Provided records —

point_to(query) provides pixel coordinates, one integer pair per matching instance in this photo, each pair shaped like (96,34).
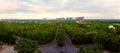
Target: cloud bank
(22,9)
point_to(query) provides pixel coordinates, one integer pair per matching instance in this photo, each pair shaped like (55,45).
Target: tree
(25,47)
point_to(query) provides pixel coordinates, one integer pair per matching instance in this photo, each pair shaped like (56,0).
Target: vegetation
(95,49)
(61,36)
(26,47)
(1,43)
(95,32)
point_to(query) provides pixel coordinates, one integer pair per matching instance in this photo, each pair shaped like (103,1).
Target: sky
(38,9)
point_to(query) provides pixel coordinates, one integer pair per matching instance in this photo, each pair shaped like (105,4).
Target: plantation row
(95,33)
(60,37)
(41,32)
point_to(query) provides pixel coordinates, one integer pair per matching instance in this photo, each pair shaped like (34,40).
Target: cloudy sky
(25,9)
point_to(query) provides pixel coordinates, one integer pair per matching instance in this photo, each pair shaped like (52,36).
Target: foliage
(60,36)
(95,49)
(25,47)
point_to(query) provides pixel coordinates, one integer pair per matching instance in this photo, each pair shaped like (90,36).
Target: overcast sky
(25,9)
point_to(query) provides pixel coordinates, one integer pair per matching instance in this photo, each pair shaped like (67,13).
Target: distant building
(79,18)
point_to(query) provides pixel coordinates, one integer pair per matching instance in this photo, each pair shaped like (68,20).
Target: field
(27,37)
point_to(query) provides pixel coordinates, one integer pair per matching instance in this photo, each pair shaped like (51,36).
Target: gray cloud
(103,7)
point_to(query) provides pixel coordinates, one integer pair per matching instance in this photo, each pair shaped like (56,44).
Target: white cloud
(7,6)
(59,8)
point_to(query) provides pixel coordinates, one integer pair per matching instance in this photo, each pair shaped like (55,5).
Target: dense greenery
(26,47)
(42,32)
(1,43)
(95,32)
(60,35)
(6,34)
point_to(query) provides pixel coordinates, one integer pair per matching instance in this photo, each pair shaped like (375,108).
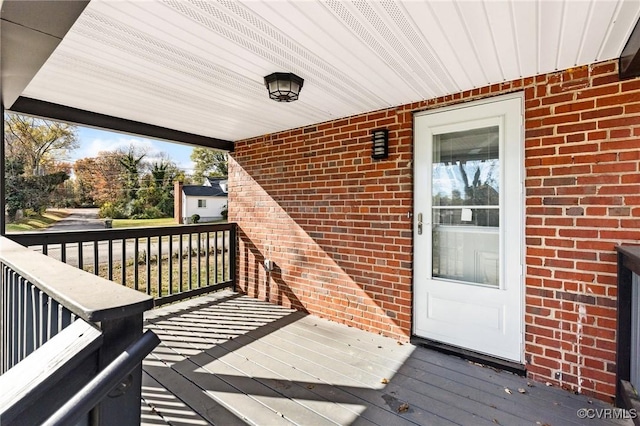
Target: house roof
(203,191)
(198,67)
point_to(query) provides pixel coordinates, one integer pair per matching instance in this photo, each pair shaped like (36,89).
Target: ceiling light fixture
(283,87)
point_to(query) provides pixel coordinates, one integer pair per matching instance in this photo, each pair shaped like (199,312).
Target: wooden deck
(227,359)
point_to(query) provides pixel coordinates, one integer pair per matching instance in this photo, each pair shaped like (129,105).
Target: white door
(468,227)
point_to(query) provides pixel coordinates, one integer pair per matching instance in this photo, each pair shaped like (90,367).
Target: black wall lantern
(283,87)
(380,145)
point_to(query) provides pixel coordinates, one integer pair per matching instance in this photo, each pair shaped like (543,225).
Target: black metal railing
(43,302)
(168,263)
(30,318)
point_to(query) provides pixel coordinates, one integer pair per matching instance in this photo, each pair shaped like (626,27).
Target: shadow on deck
(227,359)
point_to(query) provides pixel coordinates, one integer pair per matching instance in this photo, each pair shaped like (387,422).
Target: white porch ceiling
(198,65)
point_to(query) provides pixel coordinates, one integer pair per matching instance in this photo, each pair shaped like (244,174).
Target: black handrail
(105,382)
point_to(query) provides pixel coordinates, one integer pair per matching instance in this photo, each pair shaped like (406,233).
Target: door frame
(469,353)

Assignment — Retype the data shown above exactly, excluding any picture it contains.

Expected answer —
point_to(query) provides pixel coordinates, one integer pair per matching instance in this photo, each pair shaped like (96,34).
Target: cloud bank
(22,9)
point_to(query) provides pixel coordinates, one integer pair per matching instance in this photo, each pair shaped like (55,45).
Target: tree
(25,47)
point_to(query) provides pixel coordinates, one integer pair per matching instance in this photo, each pair shaped like (56,0).
Target: vegetation
(95,49)
(61,36)
(26,47)
(1,43)
(95,32)
point_to(query) provides pixel coordinates, one integer pair per matching instance in this photo, each pair shaped like (103,1).
Target: sky
(38,9)
point_to(query) provides pixel coordinates, one integer pair per matching instance in this photo, each pair shaped like (105,4).
Target: plantation row
(95,33)
(60,37)
(41,32)
point_to(query) provides pixel coordinates, one integer pair per matching instance in this photo, each pair shaped like (34,40).
Target: cloudy sky
(25,9)
point_to(query) provides pixel coordinates, one integer pair per matching instance in this photo, each pair shaped like (52,36).
Target: foliage
(60,36)
(95,49)
(25,47)
point_to(query) provides pixel coordinates, one integer pair per matching instance in this photo, each pair shaped like (90,36).
Target: overcast sky
(25,9)
point_to(query) provides pixel coordinates, one integer pair per matching instance in this photo, each pair shaped like (67,13).
Target: distant building
(79,18)
point_to(query) provides pixel coordinates, one integer pair per matching instance in this photo, each pair shaped like (68,20).
Target: field
(27,37)
point_to(query) provides pixel coordinates, one integer pair per matching instance in this photo, each pair shaped like (51,36).
Target: gray cloud
(103,7)
point_to(query) provides pixel coordinates, one integer pair per matching instance in this photo, each pair shaped like (56,44).
Target: white cloud
(7,6)
(59,8)
point_to(query) provides pixel coordinates, one integer pair per matching instance in this photo, each pair shaped like (55,5).
Target: dense greenery
(26,47)
(42,32)
(1,43)
(95,32)
(60,35)
(6,34)
point_to(query) provides pixel coordinates, one integer pair per matching instance in this photo, each pair shaped like (375,108).
Target: house roof
(203,191)
(198,67)
point_to(query) provides pixel coordinates, one integer pair per matching instance in this photo, each pair shaped like (36,89).
Target: ceiling light fixture
(283,87)
point_to(query) provides pixel coordinates, one integer pair per matching instance in this photo, each pair shaped like (199,312).
Target: wooden deck
(227,359)
point_to(query) provides pixel coordinates, one integer pair per matching instance in this photo, each pair shaped like (129,105).
Target: white door
(468,227)
point_to(query) provides pixel coordinates, one integer pair per matching instance in this photo, each pair shaped like (90,367).
Target: black wall lantern
(283,87)
(380,145)
point_to(query) provides pixel coordinates, one integer pair per matching instance in this photo, each pair shaped like (543,225).
Target: black metal railing
(43,302)
(168,263)
(30,318)
point_to(query) provides pixel coordinates, one integer pair per matching instance in this photo, each pair shaped like (626,27).
Target: shadow on deck
(227,359)
point_to(query) provides pixel coordinates, one integer pair per matching instance in this photo, each pair shaped like (387,422).
Target: white porch ceiling
(198,65)
point_to(query) provides pixel coordinates, one integer pair per matching instance in this photo, each pair shaped like (244,174).
Target: black handrail
(105,382)
point_to(query) provides pixel coordinates, one integer pair per matching instance in this photo, each pair shaped like (406,233).
Target: door frame
(469,353)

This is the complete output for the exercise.